REQUIRED WORK: Recast all of the material below as a JSON list of strings, one string per line, omitting blank lines and leaving out the pictures.

[Begin INFORMATION PROVIDED]

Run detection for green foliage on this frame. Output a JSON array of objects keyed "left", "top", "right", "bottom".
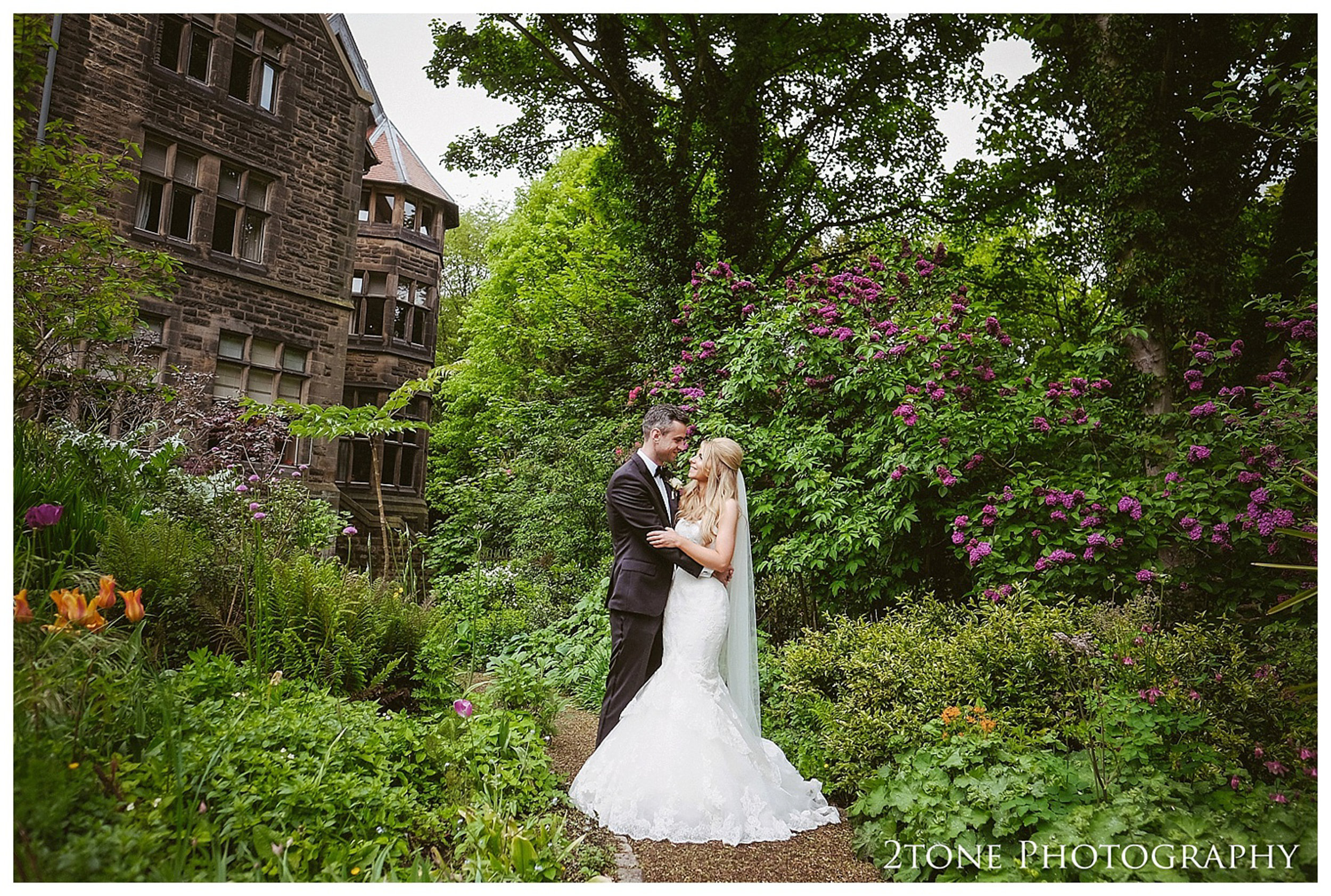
[
  {"left": 486, "top": 656, "right": 561, "bottom": 736},
  {"left": 12, "top": 15, "right": 181, "bottom": 402},
  {"left": 940, "top": 13, "right": 1317, "bottom": 349},
  {"left": 15, "top": 636, "right": 575, "bottom": 881},
  {"left": 763, "top": 588, "right": 1317, "bottom": 793},
  {"left": 434, "top": 202, "right": 505, "bottom": 365},
  {"left": 253, "top": 556, "right": 429, "bottom": 692},
  {"left": 652, "top": 251, "right": 1317, "bottom": 616},
  {"left": 457, "top": 805, "right": 582, "bottom": 883},
  {"left": 851, "top": 707, "right": 1317, "bottom": 881},
  {"left": 428, "top": 13, "right": 987, "bottom": 300},
  {"left": 491, "top": 579, "right": 610, "bottom": 712},
  {"left": 97, "top": 514, "right": 215, "bottom": 665},
  {"left": 13, "top": 421, "right": 184, "bottom": 593}
]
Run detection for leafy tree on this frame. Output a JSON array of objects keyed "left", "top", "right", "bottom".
[
  {"left": 437, "top": 148, "right": 639, "bottom": 470},
  {"left": 950, "top": 13, "right": 1317, "bottom": 413},
  {"left": 428, "top": 15, "right": 984, "bottom": 298},
  {"left": 240, "top": 367, "right": 443, "bottom": 550},
  {"left": 426, "top": 146, "right": 640, "bottom": 595},
  {"left": 13, "top": 16, "right": 180, "bottom": 405},
  {"left": 650, "top": 245, "right": 1317, "bottom": 616}
]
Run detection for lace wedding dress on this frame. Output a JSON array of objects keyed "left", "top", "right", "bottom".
[{"left": 569, "top": 521, "right": 840, "bottom": 845}]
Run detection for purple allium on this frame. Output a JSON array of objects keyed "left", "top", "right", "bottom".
[
  {"left": 966, "top": 542, "right": 993, "bottom": 566},
  {"left": 23, "top": 505, "right": 65, "bottom": 529}
]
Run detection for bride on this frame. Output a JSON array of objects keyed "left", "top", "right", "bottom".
[{"left": 569, "top": 438, "right": 840, "bottom": 845}]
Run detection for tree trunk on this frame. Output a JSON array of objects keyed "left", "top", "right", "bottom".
[{"left": 370, "top": 433, "right": 390, "bottom": 571}]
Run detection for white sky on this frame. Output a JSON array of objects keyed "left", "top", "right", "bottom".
[{"left": 345, "top": 12, "right": 1034, "bottom": 216}]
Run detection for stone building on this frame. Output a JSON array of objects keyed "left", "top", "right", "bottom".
[{"left": 35, "top": 13, "right": 458, "bottom": 531}]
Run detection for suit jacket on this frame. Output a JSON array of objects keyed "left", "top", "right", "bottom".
[{"left": 606, "top": 451, "right": 703, "bottom": 616}]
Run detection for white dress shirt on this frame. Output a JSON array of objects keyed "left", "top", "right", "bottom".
[{"left": 638, "top": 449, "right": 675, "bottom": 523}]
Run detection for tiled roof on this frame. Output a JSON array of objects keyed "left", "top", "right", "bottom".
[
  {"left": 327, "top": 12, "right": 458, "bottom": 217},
  {"left": 365, "top": 119, "right": 457, "bottom": 205}
]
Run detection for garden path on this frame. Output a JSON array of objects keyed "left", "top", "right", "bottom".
[{"left": 550, "top": 708, "right": 883, "bottom": 883}]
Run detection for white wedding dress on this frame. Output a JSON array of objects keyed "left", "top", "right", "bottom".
[{"left": 569, "top": 521, "right": 840, "bottom": 845}]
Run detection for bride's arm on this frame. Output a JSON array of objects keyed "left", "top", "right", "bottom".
[{"left": 647, "top": 498, "right": 740, "bottom": 570}]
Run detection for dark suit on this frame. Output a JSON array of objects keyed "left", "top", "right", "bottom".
[{"left": 596, "top": 451, "right": 703, "bottom": 744}]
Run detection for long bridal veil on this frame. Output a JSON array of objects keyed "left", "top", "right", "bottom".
[{"left": 721, "top": 471, "right": 763, "bottom": 735}]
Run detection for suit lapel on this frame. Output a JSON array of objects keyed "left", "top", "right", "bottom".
[{"left": 634, "top": 453, "right": 675, "bottom": 527}]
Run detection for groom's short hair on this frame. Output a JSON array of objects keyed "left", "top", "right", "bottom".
[{"left": 643, "top": 405, "right": 688, "bottom": 442}]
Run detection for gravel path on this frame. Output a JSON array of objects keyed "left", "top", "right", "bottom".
[{"left": 550, "top": 708, "right": 883, "bottom": 883}]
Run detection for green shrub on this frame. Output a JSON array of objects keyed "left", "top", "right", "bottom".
[
  {"left": 97, "top": 514, "right": 215, "bottom": 665},
  {"left": 495, "top": 579, "right": 610, "bottom": 711},
  {"left": 253, "top": 555, "right": 428, "bottom": 692},
  {"left": 15, "top": 636, "right": 569, "bottom": 881},
  {"left": 486, "top": 656, "right": 559, "bottom": 735},
  {"left": 763, "top": 588, "right": 1317, "bottom": 795},
  {"left": 851, "top": 705, "right": 1317, "bottom": 881},
  {"left": 13, "top": 421, "right": 184, "bottom": 593}
]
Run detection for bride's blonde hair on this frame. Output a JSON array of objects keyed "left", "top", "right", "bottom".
[{"left": 679, "top": 437, "right": 744, "bottom": 545}]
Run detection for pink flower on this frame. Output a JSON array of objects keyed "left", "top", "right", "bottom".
[{"left": 23, "top": 505, "right": 65, "bottom": 529}]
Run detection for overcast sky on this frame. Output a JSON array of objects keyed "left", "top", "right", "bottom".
[{"left": 346, "top": 12, "right": 1034, "bottom": 209}]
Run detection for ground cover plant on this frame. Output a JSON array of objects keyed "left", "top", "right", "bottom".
[{"left": 15, "top": 426, "right": 594, "bottom": 881}]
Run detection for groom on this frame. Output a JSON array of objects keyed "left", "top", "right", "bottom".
[{"left": 596, "top": 405, "right": 728, "bottom": 745}]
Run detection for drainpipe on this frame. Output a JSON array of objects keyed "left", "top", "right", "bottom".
[{"left": 23, "top": 12, "right": 64, "bottom": 252}]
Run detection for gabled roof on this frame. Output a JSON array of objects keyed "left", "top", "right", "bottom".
[
  {"left": 327, "top": 12, "right": 458, "bottom": 229},
  {"left": 365, "top": 119, "right": 457, "bottom": 205}
]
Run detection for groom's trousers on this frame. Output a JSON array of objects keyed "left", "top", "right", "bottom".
[{"left": 596, "top": 609, "right": 664, "bottom": 747}]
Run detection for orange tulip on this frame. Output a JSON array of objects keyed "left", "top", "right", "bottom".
[
  {"left": 42, "top": 588, "right": 88, "bottom": 631},
  {"left": 120, "top": 588, "right": 144, "bottom": 622},
  {"left": 51, "top": 588, "right": 88, "bottom": 622},
  {"left": 80, "top": 599, "right": 106, "bottom": 631},
  {"left": 13, "top": 588, "right": 35, "bottom": 622},
  {"left": 96, "top": 575, "right": 116, "bottom": 610}
]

[End INFORMATION PROVIDED]

OUTPUT FOR THIS EXERCISE:
[
  "Run detection for green foliage on this frame. Output a JSON array of objects keyed \"left\", \"top\", \"right\", \"bottom\".",
  "[",
  "  {\"left\": 486, \"top\": 656, \"right\": 561, \"bottom\": 736},",
  "  {\"left\": 12, \"top\": 15, \"right\": 181, \"bottom\": 402},",
  "  {\"left\": 940, \"top\": 13, \"right\": 1317, \"bottom\": 349},",
  "  {\"left\": 15, \"top\": 636, \"right\": 575, \"bottom\": 881},",
  "  {\"left\": 763, \"top\": 588, \"right\": 1317, \"bottom\": 793},",
  "  {\"left\": 434, \"top\": 202, \"right\": 505, \"bottom\": 365},",
  "  {\"left\": 253, \"top\": 556, \"right\": 429, \"bottom\": 692},",
  "  {\"left\": 652, \"top\": 251, \"right\": 1317, \"bottom\": 616},",
  "  {\"left\": 457, \"top\": 805, \"right\": 582, \"bottom\": 883},",
  "  {\"left\": 851, \"top\": 707, \"right\": 1317, \"bottom\": 881},",
  "  {\"left\": 428, \"top\": 13, \"right\": 987, \"bottom\": 300},",
  "  {\"left\": 491, \"top\": 579, \"right\": 610, \"bottom\": 712},",
  "  {\"left\": 97, \"top\": 514, \"right\": 215, \"bottom\": 665},",
  "  {\"left\": 13, \"top\": 421, \"right\": 184, \"bottom\": 593}",
  "]",
  "Run detection for leafy tree on this frame. Output a JSON array of objects keyed \"left\", \"top\", \"right\", \"bottom\".",
  "[",
  "  {\"left\": 437, \"top\": 148, \"right\": 639, \"bottom\": 470},",
  "  {\"left\": 950, \"top\": 13, \"right\": 1317, \"bottom\": 413},",
  "  {\"left\": 428, \"top\": 15, \"right\": 984, \"bottom\": 298},",
  "  {\"left\": 240, \"top\": 367, \"right\": 443, \"bottom\": 550},",
  "  {\"left\": 426, \"top\": 146, \"right\": 640, \"bottom\": 595},",
  "  {\"left\": 13, \"top\": 16, \"right\": 180, \"bottom\": 405},",
  "  {\"left\": 650, \"top\": 245, \"right\": 1317, \"bottom\": 616}",
  "]",
  "Run detection for lace wedding dress on this frame. Output a JSON array of objects keyed \"left\", \"top\", \"right\", \"bottom\".",
  "[{\"left\": 569, \"top\": 521, \"right\": 840, \"bottom\": 845}]",
  "Run detection for purple allium on this frame. Output a JSON array of objects keyed \"left\", \"top\", \"right\", \"bottom\".",
  "[",
  "  {\"left\": 966, \"top\": 542, \"right\": 993, \"bottom\": 566},",
  "  {\"left\": 23, \"top\": 505, \"right\": 65, \"bottom\": 529}",
  "]",
  "Run detection for bride on this frame. Output a JSON array of objects keyed \"left\", \"top\", \"right\", \"bottom\".",
  "[{\"left\": 569, \"top\": 438, \"right\": 840, \"bottom\": 845}]",
  "Run detection for tree trunk on this frame. Output a JSON array of objects keyed \"left\", \"top\", \"right\", \"bottom\".",
  "[{\"left\": 370, \"top\": 433, \"right\": 390, \"bottom\": 571}]",
  "Run detection for white sky on this frame. Output a JSON array of objects keyed \"left\", \"top\", \"right\", \"bottom\".",
  "[{\"left\": 345, \"top\": 12, \"right\": 1034, \"bottom\": 216}]",
  "Run detection for stone building on this frame. Output a JSON array of objects keyed \"left\", \"top\", \"right\", \"bottom\".",
  "[{\"left\": 35, \"top\": 13, \"right\": 458, \"bottom\": 531}]",
  "Run detection for suit jacket on this frame. Output a JSON array of objects keyed \"left\", \"top\", \"right\", \"bottom\".",
  "[{\"left\": 606, \"top\": 451, \"right\": 703, \"bottom\": 616}]",
  "Run detection for white dress shirt on this frame. Output a JSON array of objects keyed \"left\", \"top\", \"right\", \"bottom\".",
  "[{\"left\": 638, \"top\": 449, \"right\": 675, \"bottom\": 523}]",
  "Run detection for tiled roof on this frame. Output a JSON array of objects keyed \"left\", \"top\", \"right\", \"bottom\".",
  "[",
  "  {\"left\": 327, \"top\": 12, \"right\": 458, \"bottom\": 217},",
  "  {\"left\": 365, \"top\": 119, \"right\": 457, \"bottom\": 205}",
  "]",
  "Run detection for garden path on this frame. Output a JSON array of objects keyed \"left\", \"top\", \"right\", \"bottom\".",
  "[{\"left\": 550, \"top\": 708, \"right\": 883, \"bottom\": 883}]",
  "Run detection for white wedding dress on this frame. Output a JSON array of objects keyed \"left\", \"top\", \"right\", \"bottom\".",
  "[{\"left\": 569, \"top\": 521, \"right\": 840, \"bottom\": 845}]",
  "Run detection for bride's arm on this frame. Output a JSON array of objects keyed \"left\", \"top\", \"right\", \"bottom\".",
  "[{\"left\": 647, \"top\": 498, \"right\": 740, \"bottom\": 570}]",
  "Run detection for dark suit on this frame. Output a JSON array of objects keyed \"left\", \"top\", \"right\", \"bottom\".",
  "[{\"left\": 596, \"top\": 451, \"right\": 703, \"bottom\": 744}]",
  "Run detection for long bridal veil on this frame. Output a JSON array of objects keyed \"left\", \"top\", \"right\", \"bottom\".",
  "[{\"left\": 721, \"top\": 471, \"right\": 763, \"bottom\": 735}]",
  "Run detection for suit lapel on this frame. Output a JSON array of objects keyed \"left\", \"top\", \"right\", \"bottom\".",
  "[{\"left\": 634, \"top\": 453, \"right\": 675, \"bottom\": 527}]",
  "Run detection for groom's short hair on this frame. Output a JSON array of objects keyed \"left\", \"top\", \"right\", \"bottom\".",
  "[{\"left\": 643, \"top\": 405, \"right\": 688, \"bottom\": 442}]",
  "Run detection for gravel path on this frame. Output a JSON array of objects keyed \"left\", \"top\", \"right\", \"bottom\".",
  "[{\"left\": 550, \"top\": 708, \"right\": 883, \"bottom\": 883}]",
  "Run detection for green shrub on this frame. Output a JSON array of objects keyed \"left\", \"top\", \"right\", \"bottom\".",
  "[",
  "  {\"left\": 97, \"top\": 514, \"right\": 215, \"bottom\": 665},",
  "  {\"left\": 495, \"top\": 579, \"right\": 610, \"bottom\": 711},",
  "  {\"left\": 253, \"top\": 555, \"right\": 428, \"bottom\": 692},",
  "  {\"left\": 15, \"top\": 636, \"right\": 569, \"bottom\": 881},",
  "  {\"left\": 486, \"top\": 656, \"right\": 559, \"bottom\": 735},",
  "  {\"left\": 763, \"top\": 588, \"right\": 1317, \"bottom\": 795},",
  "  {\"left\": 851, \"top\": 705, \"right\": 1317, \"bottom\": 881},",
  "  {\"left\": 13, \"top\": 421, \"right\": 184, \"bottom\": 593}",
  "]",
  "Run detection for bride's blonde hair on this frame. Output a JSON array of objects keyed \"left\", \"top\", \"right\", \"bottom\".",
  "[{\"left\": 679, \"top\": 437, \"right\": 744, \"bottom\": 545}]",
  "Run detection for pink flower on this frame. Output a JSON array of objects keyed \"left\", \"top\", \"right\", \"bottom\".",
  "[{\"left\": 23, \"top\": 505, \"right\": 65, \"bottom\": 529}]",
  "Run detection for overcast sky on this frame. Output a JSON array of objects keyed \"left\", \"top\", \"right\", \"bottom\".",
  "[{\"left\": 346, \"top\": 12, \"right\": 1034, \"bottom\": 209}]",
  "Run detection for ground cover plant on this frame. Output a JSON array of objects keyed \"left\", \"top\", \"right\", \"bottom\".",
  "[{\"left\": 15, \"top\": 426, \"right\": 594, \"bottom\": 881}]",
  "Run detection for groom on this frame. Output a JSON array of objects keyed \"left\", \"top\", \"right\", \"bottom\".",
  "[{\"left\": 596, \"top\": 405, \"right\": 728, \"bottom\": 745}]",
  "Run detection for drainpipe on this frame. Output a JSON array of objects keyed \"left\", \"top\", \"right\", \"bottom\".",
  "[{\"left\": 23, \"top\": 12, \"right\": 64, \"bottom\": 252}]",
  "Run detection for gabled roof on this frame. Output a JSON array of objects keyed \"left\", \"top\", \"right\", \"bottom\".",
  "[",
  "  {\"left\": 327, \"top\": 12, \"right\": 458, \"bottom\": 229},",
  "  {\"left\": 365, \"top\": 119, \"right\": 457, \"bottom\": 205}",
  "]",
  "Run detection for groom's trousers on this frame. Output a JSON array of objects keyed \"left\", \"top\", \"right\", \"bottom\".",
  "[{\"left\": 596, \"top\": 609, \"right\": 664, \"bottom\": 747}]",
  "Run detection for orange tulip on this frame. Output a JSON array of objects keyed \"left\", \"top\", \"right\", \"bottom\".",
  "[",
  "  {\"left\": 42, \"top\": 588, \"right\": 88, \"bottom\": 631},",
  "  {\"left\": 120, \"top\": 588, \"right\": 144, \"bottom\": 622},",
  "  {\"left\": 51, \"top\": 588, \"right\": 88, \"bottom\": 622},",
  "  {\"left\": 80, \"top\": 599, \"right\": 106, \"bottom\": 631},",
  "  {\"left\": 13, \"top\": 588, \"right\": 35, \"bottom\": 622},",
  "  {\"left\": 96, \"top\": 575, \"right\": 116, \"bottom\": 610}",
  "]"
]